EXTRACTED ENTRIES
▼
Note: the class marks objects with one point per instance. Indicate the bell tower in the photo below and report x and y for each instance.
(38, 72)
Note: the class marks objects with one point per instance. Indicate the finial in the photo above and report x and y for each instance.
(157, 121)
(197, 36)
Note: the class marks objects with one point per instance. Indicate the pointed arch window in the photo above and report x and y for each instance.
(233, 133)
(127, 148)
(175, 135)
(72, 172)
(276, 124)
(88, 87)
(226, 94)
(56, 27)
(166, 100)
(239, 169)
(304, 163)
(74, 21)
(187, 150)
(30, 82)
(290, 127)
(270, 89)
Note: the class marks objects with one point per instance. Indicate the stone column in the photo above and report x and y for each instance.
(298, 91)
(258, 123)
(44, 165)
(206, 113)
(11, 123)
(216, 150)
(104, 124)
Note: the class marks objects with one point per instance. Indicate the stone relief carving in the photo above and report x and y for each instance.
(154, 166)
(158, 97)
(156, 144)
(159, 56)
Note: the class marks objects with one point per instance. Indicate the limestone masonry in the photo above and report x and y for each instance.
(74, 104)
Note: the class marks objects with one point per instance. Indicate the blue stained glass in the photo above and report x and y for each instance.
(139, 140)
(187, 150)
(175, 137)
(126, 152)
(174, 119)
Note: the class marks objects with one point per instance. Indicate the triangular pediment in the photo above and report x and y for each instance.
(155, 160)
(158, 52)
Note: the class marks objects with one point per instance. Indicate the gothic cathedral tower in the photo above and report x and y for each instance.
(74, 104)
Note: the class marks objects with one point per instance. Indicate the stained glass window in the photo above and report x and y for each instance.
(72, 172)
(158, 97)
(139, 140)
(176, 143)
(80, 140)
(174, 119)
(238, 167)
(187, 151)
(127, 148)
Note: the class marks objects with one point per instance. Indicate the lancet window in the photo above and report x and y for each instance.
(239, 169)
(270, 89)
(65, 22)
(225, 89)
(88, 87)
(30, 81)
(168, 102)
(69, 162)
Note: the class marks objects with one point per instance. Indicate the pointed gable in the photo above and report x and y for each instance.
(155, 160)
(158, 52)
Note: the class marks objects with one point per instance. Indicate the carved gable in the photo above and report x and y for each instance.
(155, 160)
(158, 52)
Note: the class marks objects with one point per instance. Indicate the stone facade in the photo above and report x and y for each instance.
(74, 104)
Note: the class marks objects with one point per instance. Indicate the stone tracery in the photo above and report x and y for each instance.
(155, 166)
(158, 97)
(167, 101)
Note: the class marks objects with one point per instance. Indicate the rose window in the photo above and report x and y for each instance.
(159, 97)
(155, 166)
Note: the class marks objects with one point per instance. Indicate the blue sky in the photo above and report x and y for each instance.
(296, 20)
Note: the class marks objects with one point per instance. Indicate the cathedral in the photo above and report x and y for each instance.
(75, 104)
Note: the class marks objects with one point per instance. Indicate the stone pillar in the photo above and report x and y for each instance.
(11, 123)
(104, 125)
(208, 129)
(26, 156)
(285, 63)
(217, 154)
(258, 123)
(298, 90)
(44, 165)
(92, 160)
▲
AIM OF THE EXERCISE
The task calls for each record to be returned verbatim.

ANSWER
Note: the class marks objects with one point per instance. Indicate the bell tower in the photo below and report x and y for each instance.
(38, 72)
Note: the class marks objects with one point per instance. Indicate the finial in the photo above and report x and y for each instance.
(157, 121)
(197, 36)
Note: the class marks objects with one point per instance. Indicate the pointed arch window in the photo above and report x and y for each instance.
(233, 133)
(127, 148)
(175, 135)
(72, 172)
(276, 124)
(88, 87)
(226, 94)
(56, 27)
(166, 100)
(239, 169)
(304, 163)
(74, 21)
(187, 150)
(30, 82)
(290, 127)
(270, 89)
Note: the class marks objects with one point per instance. Indicate the stone column in the photo above and report x and y for each instance.
(298, 91)
(258, 123)
(44, 165)
(206, 113)
(11, 123)
(216, 150)
(104, 124)
Note: the class marks objects with one point per instance. Indicate the stone relief carving in the photo above and report x and y for each instance.
(154, 166)
(158, 97)
(156, 144)
(159, 56)
Note: the class marks objects with one point per instance. Indicate the limestone masonry in the photo above and report x and y for each instance.
(74, 104)
Note: the class marks objects with one point per instance. Indicate the blue stained glass in the photo above and report x and y for each instance.
(139, 140)
(187, 150)
(175, 137)
(126, 152)
(174, 119)
Note: the class marks objects with one point per instance. Indicate the triangular pediment in the photo above and report x and y for each instance.
(155, 160)
(158, 52)
Note: the class marks objects with one point per instance. Indicate the gothic cathedral tower in the photo above and report x and y for each instance.
(74, 104)
Note: the class marks objects with one point per instance. Indicate the stained glass window in the photo above and report x and y for each instance.
(72, 172)
(158, 97)
(139, 140)
(176, 143)
(80, 140)
(174, 119)
(238, 167)
(187, 151)
(127, 148)
Note: the class marks objects with one point per instance. Indicate the lancet window in the photo above and report x and y for each instance.
(239, 169)
(270, 89)
(65, 22)
(225, 89)
(88, 87)
(30, 81)
(168, 102)
(69, 162)
Note: the class marks objects with one point per instance. Indicate the pointed gable in the photo above and report x and y for each instance.
(155, 160)
(158, 52)
Note: the class marks objects with one point per instance. Indicate the carved gable in the photo above and report x and y for each instance.
(155, 160)
(158, 52)
Note: the class marks objects with one point per instance. Indicate the stone facade in the photo above and report x and y for each instance.
(74, 104)
Note: the class marks objects with one point per instance. Indicate the stone tracery in the photo above and report x and y for each instance.
(155, 166)
(158, 97)
(167, 101)
Note: the class marks objects with one point per instance. Indicate the rose window in the photo above and report x and y for each instance.
(159, 97)
(155, 166)
Note: the class marks objects with one point per instance. Indicate the blue sky in the photo above and report x and y for each instance.
(296, 20)
Note: the class marks objects with one point per instance. Indicate the cathedral in the photo above and report x and y for each instance.
(75, 104)
Note: the class marks objects with one point per instance. Indicate the stone pillar in the photo above and report x and y for each instance.
(11, 123)
(104, 125)
(208, 129)
(26, 156)
(285, 63)
(217, 154)
(258, 123)
(298, 90)
(44, 165)
(92, 160)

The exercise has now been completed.